À faire:
- 1) Recopiez le texte sur Robert Kubica en commençant à « Robert Kubica, de » et en terminant à « Heures du Mans. », et substituez « coureur automobile » à « pilote automobile ».
- 2) Poursuivez le texte sur Robert Kubica à partir de l'endroit où il s'arrête.

Texte fourni:
§ §

Robert Kubica, de frôler la mort à toucher la victoire aux 24 Heures du Mans

Vainqueur des 24 Heures du Mans 2025 au volant de la Ferrari #83, sa vie a été chamboulée il y a maintenant 14 ans suite à un accident de rallye. Portrait de Robert Kubica, véritable miraculé du sport automobile.

Robert Kubica, pilote automobile polonais de 40 ans, est une légende du sport dans son pays. Il est le seul représentant de la Pologne à avoir remporté un Grand Prix de Formule 1 et, depuis ce dimanche 15 juin 2025, le seul Polonais à avoir triomphé aux 24 Heures du Mans.

Un exploit qui le propulse comme une icône nationale. Mais ce n’est pas seulement son palmarès qui a construit sa renommée. Victime d’un effroyable accident de rallye en 2011, il est aussi un exemple de résilience et de courage dans la vie de tous les jours. D’étoile montante de la monoplace à miraculé en rallye, jusqu’à devenir vainqueur aux 24 Heures du Mans, retour sur la carrière et la vie de Robert Kubica.

§ §

(Enregistrements de placement de points)
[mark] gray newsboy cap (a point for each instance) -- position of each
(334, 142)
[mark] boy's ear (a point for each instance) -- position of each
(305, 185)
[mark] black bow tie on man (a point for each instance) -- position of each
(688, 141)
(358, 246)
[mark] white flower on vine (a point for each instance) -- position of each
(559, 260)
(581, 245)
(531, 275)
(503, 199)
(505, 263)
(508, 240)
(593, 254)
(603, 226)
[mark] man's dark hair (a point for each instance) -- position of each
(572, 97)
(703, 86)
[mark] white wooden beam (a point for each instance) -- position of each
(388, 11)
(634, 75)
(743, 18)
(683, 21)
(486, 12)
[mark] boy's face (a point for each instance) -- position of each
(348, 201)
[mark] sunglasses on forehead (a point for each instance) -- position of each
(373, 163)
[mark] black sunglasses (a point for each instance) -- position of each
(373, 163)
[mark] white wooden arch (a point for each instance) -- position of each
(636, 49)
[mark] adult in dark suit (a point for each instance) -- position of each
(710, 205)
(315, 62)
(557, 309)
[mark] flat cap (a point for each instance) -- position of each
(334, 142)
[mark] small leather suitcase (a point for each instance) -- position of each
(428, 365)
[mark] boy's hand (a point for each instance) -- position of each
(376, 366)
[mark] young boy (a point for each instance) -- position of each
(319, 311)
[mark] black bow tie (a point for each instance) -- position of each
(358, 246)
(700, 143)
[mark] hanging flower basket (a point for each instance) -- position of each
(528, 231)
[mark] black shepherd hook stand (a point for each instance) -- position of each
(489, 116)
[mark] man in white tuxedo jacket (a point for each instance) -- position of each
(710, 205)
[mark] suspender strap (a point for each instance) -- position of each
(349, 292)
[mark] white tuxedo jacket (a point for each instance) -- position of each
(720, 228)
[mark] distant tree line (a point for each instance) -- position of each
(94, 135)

§ §

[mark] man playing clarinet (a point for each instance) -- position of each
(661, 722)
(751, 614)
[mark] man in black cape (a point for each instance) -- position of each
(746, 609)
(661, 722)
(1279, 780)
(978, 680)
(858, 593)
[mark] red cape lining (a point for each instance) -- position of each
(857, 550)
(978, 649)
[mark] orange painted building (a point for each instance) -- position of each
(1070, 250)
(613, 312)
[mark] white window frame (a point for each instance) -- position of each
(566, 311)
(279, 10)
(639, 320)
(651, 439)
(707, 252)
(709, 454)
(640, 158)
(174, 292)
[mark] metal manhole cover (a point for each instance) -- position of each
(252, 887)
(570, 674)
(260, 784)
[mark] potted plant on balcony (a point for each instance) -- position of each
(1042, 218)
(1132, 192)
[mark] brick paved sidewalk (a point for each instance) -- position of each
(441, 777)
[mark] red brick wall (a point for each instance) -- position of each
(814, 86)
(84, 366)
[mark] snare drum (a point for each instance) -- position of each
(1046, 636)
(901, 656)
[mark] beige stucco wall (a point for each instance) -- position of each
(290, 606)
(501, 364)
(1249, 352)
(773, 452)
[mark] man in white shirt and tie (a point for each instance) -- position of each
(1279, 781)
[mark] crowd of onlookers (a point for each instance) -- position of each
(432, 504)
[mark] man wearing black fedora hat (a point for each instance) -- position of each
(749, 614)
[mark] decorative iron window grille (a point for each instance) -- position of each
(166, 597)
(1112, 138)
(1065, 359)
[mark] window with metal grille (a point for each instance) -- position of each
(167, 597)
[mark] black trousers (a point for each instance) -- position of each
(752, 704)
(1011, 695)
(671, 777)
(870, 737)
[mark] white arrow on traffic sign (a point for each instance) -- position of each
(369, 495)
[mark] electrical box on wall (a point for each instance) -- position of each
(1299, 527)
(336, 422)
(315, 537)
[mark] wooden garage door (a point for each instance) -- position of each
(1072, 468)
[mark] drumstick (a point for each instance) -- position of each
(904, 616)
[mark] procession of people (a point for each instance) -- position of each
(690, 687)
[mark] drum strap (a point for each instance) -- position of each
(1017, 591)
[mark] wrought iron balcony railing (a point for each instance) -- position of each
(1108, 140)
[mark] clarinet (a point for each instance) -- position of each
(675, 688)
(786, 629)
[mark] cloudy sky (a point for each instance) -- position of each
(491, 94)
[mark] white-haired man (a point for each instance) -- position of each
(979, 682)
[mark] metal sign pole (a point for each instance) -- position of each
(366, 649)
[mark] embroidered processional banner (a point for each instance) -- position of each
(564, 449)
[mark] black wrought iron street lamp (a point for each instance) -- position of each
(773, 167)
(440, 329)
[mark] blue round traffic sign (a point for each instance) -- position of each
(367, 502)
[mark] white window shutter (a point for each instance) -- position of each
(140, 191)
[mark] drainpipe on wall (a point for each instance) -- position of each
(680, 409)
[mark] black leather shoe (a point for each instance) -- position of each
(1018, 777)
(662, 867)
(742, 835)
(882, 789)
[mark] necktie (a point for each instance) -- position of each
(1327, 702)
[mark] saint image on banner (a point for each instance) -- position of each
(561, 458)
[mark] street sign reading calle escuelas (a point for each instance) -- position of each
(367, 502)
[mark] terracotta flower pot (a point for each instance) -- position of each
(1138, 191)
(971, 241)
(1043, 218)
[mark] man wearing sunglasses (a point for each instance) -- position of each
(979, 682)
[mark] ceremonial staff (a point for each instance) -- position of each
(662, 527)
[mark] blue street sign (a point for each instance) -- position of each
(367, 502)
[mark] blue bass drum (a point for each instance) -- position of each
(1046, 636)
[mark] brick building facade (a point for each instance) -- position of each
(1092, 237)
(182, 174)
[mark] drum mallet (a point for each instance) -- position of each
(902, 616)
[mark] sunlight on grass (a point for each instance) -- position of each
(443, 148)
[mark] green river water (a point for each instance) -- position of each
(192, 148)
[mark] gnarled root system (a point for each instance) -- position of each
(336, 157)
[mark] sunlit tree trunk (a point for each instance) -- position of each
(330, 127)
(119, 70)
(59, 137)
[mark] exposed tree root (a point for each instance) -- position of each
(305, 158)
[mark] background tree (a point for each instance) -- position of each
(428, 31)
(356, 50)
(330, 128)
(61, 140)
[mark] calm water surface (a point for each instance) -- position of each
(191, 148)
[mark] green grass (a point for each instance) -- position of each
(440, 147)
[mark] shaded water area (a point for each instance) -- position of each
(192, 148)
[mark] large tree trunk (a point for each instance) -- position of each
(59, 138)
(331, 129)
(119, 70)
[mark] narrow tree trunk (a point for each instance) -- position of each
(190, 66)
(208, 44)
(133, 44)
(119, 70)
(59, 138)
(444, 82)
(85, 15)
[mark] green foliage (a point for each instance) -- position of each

§ §

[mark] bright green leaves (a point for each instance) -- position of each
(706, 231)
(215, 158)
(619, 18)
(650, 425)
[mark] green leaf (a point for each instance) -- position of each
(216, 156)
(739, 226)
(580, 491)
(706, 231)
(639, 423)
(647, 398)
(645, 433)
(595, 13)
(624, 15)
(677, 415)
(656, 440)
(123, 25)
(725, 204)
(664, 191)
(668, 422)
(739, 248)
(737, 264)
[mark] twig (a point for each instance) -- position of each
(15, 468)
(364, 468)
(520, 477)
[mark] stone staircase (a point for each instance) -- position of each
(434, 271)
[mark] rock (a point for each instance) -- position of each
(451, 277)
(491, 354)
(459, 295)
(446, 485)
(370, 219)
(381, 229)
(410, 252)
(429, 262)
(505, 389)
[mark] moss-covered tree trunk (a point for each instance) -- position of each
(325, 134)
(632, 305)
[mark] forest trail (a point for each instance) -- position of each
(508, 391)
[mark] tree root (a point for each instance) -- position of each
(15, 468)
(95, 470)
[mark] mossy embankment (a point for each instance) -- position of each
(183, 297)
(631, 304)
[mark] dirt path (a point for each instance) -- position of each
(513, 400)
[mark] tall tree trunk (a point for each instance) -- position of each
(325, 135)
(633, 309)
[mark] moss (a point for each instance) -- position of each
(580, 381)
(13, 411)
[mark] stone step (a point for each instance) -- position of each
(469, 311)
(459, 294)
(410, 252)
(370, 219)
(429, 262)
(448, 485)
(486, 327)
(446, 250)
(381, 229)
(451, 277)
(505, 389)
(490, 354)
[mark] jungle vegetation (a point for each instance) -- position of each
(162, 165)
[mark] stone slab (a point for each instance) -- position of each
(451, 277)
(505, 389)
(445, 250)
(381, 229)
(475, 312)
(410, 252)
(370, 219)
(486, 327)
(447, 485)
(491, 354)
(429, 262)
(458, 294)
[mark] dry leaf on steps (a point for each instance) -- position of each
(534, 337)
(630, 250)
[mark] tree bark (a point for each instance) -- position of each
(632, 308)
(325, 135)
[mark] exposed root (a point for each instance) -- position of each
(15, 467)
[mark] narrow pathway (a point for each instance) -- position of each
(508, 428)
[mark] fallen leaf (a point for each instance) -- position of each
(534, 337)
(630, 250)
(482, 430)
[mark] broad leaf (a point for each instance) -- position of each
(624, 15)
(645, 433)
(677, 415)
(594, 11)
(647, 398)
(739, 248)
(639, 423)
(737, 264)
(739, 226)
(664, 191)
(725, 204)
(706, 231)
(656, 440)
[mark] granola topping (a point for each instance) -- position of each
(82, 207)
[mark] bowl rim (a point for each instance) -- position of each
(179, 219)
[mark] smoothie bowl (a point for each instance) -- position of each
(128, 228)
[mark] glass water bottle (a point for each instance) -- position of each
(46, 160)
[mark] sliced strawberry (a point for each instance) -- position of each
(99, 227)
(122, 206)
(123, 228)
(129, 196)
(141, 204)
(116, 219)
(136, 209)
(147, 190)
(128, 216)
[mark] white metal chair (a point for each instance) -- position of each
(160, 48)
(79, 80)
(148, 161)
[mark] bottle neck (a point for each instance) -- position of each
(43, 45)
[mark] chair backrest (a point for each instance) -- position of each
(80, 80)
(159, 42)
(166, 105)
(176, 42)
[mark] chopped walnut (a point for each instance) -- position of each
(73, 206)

§ §

Résultats:
- 1)
Robert Kubica, de frôler la mort à toucher la victoire aux 24 Heures du Mans

Vainqueur des 24 Heures du Mans 2025 au volant de la Ferrari #83, sa vie a été chamboulée il y a maintenant 14 ans suite à un accident de rallye. Portrait de Robert Kubica, véritable miraculé du sport automobile.

Robert Kubica, coureur automobile polonais de 40 ans, est une légende du sport dans son pays. Il est le seul représentant de la Pologne à avoir remporté un Grand Prix de Formule 1 et, depuis ce dimanche 15 juin 2025, le seul Polonais à avoir triomphé aux 24 Heures du Mans.

- 2)
L’un des pilotes les plus prometteurs de sa génération

Le jeune Robert Kubica, qui commence le karting à l’âge de 10 ans, devient très rapidement un prodige de la discipline. Il remporte la plupart des catégories qu’il dispute et débute en monoplace en 2001. Mais le Polonais est victime de son sort dès 2003. Alors qu’il est passager d’une voiture, il est victime d’un grave accident de la route. Cet accident lui fait manquer les premières courses de F3 Euro Series.

L’année suivante, il se fait remarquer lors du mythique Grand Prix de Macao de Formule 3 en dominant son coéquipier, un certain Lewis Hamilton, son cadet d’un an. En 2005, Kubica gagne son premier titre en monoplace en Formule Renault 3.5, lui permettant de se faire remarquer dans le paddock de Formule 1.

Robert Kubica était pilote de réserve de BMW Sauber au GP des États-Unis 2006. (Crédit : jwunrow / Flickr, CC BY 2.0)

C’est dans ce contexte que Renault puis BMW le repèrent. Le Polonais signera finalement un contrat avec l’écurie allemande en tant que troisième pilote. Il dispute sa première course en F1 en 2006 lors du Grand Prix de Hongrie en remplaçant Jacques Villeneuve, blessé.

Le natif de Cracovie séduit et, dès le lendemain, BMW annonce sa titularisation pour le reste de la saison. Dès sa troisième course, il monte sur son premier podium lors du Grand Prix d’Italie en finissant 3e.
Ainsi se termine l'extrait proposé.